• [Assignment]
Nothing but the lines from the one that contains "Roster-mapping task: tag the paver" to the end of the records should be printed, both ends included, exactly as given.

• [The data]
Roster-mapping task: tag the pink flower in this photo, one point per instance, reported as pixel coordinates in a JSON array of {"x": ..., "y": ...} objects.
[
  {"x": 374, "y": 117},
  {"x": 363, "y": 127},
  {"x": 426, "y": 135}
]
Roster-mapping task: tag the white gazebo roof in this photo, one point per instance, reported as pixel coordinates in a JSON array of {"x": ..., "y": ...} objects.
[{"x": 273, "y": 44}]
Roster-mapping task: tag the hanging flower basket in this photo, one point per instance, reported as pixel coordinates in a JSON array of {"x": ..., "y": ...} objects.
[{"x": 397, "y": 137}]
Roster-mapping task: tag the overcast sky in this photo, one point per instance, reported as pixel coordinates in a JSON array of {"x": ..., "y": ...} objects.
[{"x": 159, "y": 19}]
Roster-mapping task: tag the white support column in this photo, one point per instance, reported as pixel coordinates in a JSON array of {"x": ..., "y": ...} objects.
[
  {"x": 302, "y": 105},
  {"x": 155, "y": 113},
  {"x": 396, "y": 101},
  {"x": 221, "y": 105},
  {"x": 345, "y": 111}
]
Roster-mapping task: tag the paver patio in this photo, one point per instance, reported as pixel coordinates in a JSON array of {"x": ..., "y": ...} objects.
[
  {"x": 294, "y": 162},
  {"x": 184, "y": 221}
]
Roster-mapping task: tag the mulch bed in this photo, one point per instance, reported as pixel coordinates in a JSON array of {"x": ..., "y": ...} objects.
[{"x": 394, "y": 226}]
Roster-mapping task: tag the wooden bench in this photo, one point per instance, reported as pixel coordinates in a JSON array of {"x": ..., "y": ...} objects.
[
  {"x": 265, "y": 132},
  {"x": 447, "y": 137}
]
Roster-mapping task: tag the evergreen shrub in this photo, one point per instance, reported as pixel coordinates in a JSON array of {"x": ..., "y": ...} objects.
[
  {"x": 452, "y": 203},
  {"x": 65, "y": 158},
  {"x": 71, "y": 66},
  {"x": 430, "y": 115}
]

• [Answer for this exercise]
Roster-mapping task: tag the paver patio in this photo, one point per instance, reported as pixel coordinates in a JSON array of {"x": ..., "y": ...} objects.
[
  {"x": 294, "y": 162},
  {"x": 184, "y": 221}
]
Roster-mapping task: tag the mulch bed in this photo, one point per instance, reported as pixel coordinates in a JSON array of {"x": ..., "y": ...} objects.
[{"x": 394, "y": 226}]
Roster-mapping task: tag the wooden bench in this photo, one point per instance, reported as pixel coordinates in a JSON array of {"x": ..., "y": ...} objects.
[
  {"x": 265, "y": 132},
  {"x": 447, "y": 137}
]
Roster-mapping task: tag the evergreen shrub in this photo, one point per instance, reported as pixel coordinates in a JSON array of {"x": ..., "y": ...} objects.
[
  {"x": 452, "y": 203},
  {"x": 65, "y": 158},
  {"x": 71, "y": 66},
  {"x": 430, "y": 115}
]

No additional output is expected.